• [WHAT IS ASKED] Rewrite the data below, replacing each "dot" with "marker" and keeping everything else the same.

━━━ SUPPLIED DATA ━━━

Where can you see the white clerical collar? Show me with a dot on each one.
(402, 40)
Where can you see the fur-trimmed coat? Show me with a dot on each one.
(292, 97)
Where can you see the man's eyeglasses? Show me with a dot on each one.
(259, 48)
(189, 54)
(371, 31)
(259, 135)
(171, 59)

━━━

• [FINAL RESULT]
Where can you see the white clerical collar? Show me with a marker on each one.
(402, 40)
Where can you see the fur-trimmed coat? Show me with a marker on each one.
(292, 97)
Where can you see the man's eyeglasses? Show me with a marker on each one.
(259, 48)
(189, 54)
(371, 31)
(259, 135)
(171, 59)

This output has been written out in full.